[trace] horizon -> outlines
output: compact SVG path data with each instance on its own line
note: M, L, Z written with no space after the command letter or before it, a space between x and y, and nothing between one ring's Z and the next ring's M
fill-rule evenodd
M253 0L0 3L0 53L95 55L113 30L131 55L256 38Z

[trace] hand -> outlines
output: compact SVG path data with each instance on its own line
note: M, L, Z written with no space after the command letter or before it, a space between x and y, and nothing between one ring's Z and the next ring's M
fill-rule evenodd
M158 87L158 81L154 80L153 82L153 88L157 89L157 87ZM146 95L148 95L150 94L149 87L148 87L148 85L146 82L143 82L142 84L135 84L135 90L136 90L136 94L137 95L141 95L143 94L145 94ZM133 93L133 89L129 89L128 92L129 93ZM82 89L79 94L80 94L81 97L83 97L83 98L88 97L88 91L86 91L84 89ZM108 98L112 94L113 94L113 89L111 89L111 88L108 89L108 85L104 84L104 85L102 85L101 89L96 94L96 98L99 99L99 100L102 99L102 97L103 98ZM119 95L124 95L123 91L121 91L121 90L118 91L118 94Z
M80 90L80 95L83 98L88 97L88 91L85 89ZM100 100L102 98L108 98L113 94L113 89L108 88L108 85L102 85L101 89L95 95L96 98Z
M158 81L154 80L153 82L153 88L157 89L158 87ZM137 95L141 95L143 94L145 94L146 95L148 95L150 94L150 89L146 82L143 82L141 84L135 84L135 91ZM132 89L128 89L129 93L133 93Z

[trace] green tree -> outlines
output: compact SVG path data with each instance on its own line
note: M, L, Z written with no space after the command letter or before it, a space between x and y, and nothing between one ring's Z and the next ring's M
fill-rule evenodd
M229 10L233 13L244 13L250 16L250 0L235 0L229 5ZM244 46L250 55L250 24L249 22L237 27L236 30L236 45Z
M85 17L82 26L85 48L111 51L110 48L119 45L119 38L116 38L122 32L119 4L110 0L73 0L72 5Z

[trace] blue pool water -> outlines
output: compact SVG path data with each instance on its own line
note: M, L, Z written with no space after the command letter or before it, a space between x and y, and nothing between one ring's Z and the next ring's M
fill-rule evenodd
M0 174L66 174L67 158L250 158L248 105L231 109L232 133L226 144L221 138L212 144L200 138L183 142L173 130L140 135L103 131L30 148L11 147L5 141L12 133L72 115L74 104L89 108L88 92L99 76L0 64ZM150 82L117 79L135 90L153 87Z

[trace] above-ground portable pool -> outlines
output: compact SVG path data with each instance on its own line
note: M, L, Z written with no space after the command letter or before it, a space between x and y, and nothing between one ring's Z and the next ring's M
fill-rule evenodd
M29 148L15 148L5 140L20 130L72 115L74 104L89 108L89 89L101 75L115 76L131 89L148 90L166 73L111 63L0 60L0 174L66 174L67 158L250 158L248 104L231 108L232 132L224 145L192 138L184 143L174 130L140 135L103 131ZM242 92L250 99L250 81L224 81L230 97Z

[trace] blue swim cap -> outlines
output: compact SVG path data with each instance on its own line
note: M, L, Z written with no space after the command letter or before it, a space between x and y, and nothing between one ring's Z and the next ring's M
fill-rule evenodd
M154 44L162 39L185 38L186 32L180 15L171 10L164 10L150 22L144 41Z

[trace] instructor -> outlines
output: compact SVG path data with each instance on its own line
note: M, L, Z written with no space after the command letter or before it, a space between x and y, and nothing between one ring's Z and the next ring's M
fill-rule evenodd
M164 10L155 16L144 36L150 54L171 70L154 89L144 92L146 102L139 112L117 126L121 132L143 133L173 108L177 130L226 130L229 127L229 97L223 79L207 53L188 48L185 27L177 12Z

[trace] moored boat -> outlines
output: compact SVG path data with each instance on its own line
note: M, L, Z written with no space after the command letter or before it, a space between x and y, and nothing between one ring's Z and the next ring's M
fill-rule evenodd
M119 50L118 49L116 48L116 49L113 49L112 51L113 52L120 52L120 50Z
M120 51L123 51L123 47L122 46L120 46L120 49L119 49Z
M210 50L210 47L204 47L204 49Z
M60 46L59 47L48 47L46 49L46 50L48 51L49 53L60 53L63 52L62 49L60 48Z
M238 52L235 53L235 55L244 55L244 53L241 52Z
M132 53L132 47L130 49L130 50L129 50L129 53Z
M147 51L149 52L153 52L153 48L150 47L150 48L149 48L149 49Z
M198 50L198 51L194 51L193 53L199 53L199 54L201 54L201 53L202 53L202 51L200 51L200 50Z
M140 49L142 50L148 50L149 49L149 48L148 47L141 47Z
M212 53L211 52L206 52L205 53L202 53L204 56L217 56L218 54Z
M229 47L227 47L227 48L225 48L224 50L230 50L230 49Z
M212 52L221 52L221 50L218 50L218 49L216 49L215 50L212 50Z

· · ·

◆ **TUGAS PENGERJAAN**: Tulis ulang semua baris di atas dan ubah setiap "evenodd" menjadi "nonzero". Biarkan bagian lainnya tetap sama.

◆ **JAWABAN TUGAS**:
[trace] horizon -> outlines
output: compact SVG path data with each instance on its own line
note: M, L, Z written with no space after the command letter or before it, a space between x and y, and nothing between one ring's Z and the next ring's M
fill-rule nonzero
M253 0L0 3L0 53L95 55L113 30L131 55L256 38Z

[trace] hand -> outlines
output: compact SVG path data with each instance on its own line
note: M, L, Z written with no space after the command letter or before it, a space between x and y, and nothing between one ring's Z and the next ring's M
fill-rule nonzero
M158 87L158 81L154 80L153 82L153 88L157 89L157 87ZM146 95L148 95L150 94L149 87L148 87L148 85L146 82L143 82L142 84L135 84L135 90L136 90L136 94L137 95L141 95L143 94L145 94ZM133 93L133 89L129 89L128 92L129 93ZM82 89L79 94L80 94L81 97L83 97L83 98L88 97L88 91L86 91L84 89ZM108 98L112 94L113 94L113 89L111 89L111 88L108 89L108 85L104 84L104 85L102 85L101 89L96 94L96 98L99 99L99 100L102 99L102 97L103 98ZM119 95L124 95L123 91L121 91L121 90L118 91L118 94Z
M80 90L80 95L83 98L88 97L88 91L85 89ZM100 100L102 98L108 98L113 94L113 89L108 88L108 85L102 85L101 89L95 95L96 98Z
M158 81L154 80L153 82L153 88L157 89L158 87ZM137 95L141 95L143 94L145 94L146 95L148 95L150 94L150 89L146 82L143 82L141 84L135 84L135 91ZM132 89L128 89L129 93L133 93Z

[trace] green tree -> outlines
output: compact SVG path data with each instance on its own line
note: M, L, Z written with no space after the command letter or before it, a space between x and y, and nothing between one ring's Z and the next ring's M
fill-rule nonzero
M229 10L233 13L244 13L250 16L250 0L235 0L229 5ZM244 46L250 55L250 24L249 22L237 27L236 30L236 45Z
M85 17L82 26L85 48L111 51L110 48L119 45L119 38L116 38L122 32L119 4L110 0L73 0L72 5Z

[trace] blue pool water -> outlines
output: compact SVG path data with each instance on its own line
note: M, L, Z written with no space after the command letter or before it, a space between x and y, and nothing between one ring's Z and the next ring's M
fill-rule nonzero
M0 174L66 174L67 158L250 158L248 105L231 109L232 133L226 144L221 138L212 144L200 138L183 142L173 130L140 135L103 131L30 148L11 147L5 141L12 133L72 115L74 104L89 108L88 92L99 76L0 64ZM150 82L117 79L135 90L153 87Z

[trace] above-ground portable pool -> outlines
output: compact SVG path data with each instance on its own line
note: M, L, Z written with no space after the command letter or before it, a space between x and y, and nothing between one ring's Z and the next ring's M
fill-rule nonzero
M29 148L15 148L5 140L20 130L72 115L74 104L89 108L89 89L101 75L115 76L131 89L148 90L166 73L111 63L0 60L0 174L66 174L67 158L250 158L248 104L231 108L232 132L224 145L192 138L184 143L174 130L140 135L103 131ZM242 92L250 99L250 81L224 81L230 97Z

[trace] blue swim cap -> outlines
output: compact SVG path data with each instance on its own line
note: M, L, Z written with no space after the command letter or before it, a space between x and y, and nothing between one ring's Z and the next ring's M
fill-rule nonzero
M154 44L162 39L185 38L186 32L180 15L171 10L164 10L150 22L144 41Z

[trace] instructor -> outlines
output: compact SVG path data with each instance on its own line
note: M, L, Z written with no space after the command letter or before it, a space between x and y, and nothing between one ring's Z and the next ring's M
fill-rule nonzero
M164 10L155 16L144 36L150 54L171 70L154 89L144 92L146 102L139 112L117 126L121 132L143 133L173 108L177 130L226 130L229 127L229 97L223 79L207 53L188 48L185 27L177 12Z

[trace] moored boat -> outlines
output: compact SVG path data with each instance on its own line
note: M, L, Z written with no space after the command letter or before it, a space between x and y, and nothing between one ring's Z and the next ring's M
fill-rule nonzero
M119 50L118 49L116 48L116 49L113 49L112 51L113 52L120 52L120 50Z
M120 51L123 51L123 47L122 46L120 46L120 49L119 49Z
M210 50L210 47L204 47L204 49Z
M60 46L59 47L48 47L46 49L46 50L48 51L49 53L60 53L63 52L62 49L60 48Z
M238 52L235 53L235 55L244 55L244 53L241 52Z
M132 53L132 47L130 49L130 50L129 50L129 53Z
M147 51L149 52L153 52L153 48L150 47L150 48L149 48L149 49Z
M198 50L198 51L194 51L193 53L199 53L199 54L201 54L201 53L202 53L202 51L200 51L200 50Z
M140 49L142 50L148 50L149 49L149 48L148 47L141 47Z
M212 53L211 52L206 52L205 53L202 53L204 56L217 56L218 54Z
M229 47L227 47L227 48L225 48L224 50L230 50L230 49Z
M212 52L221 52L221 50L218 50L218 49L216 49L215 50L212 50Z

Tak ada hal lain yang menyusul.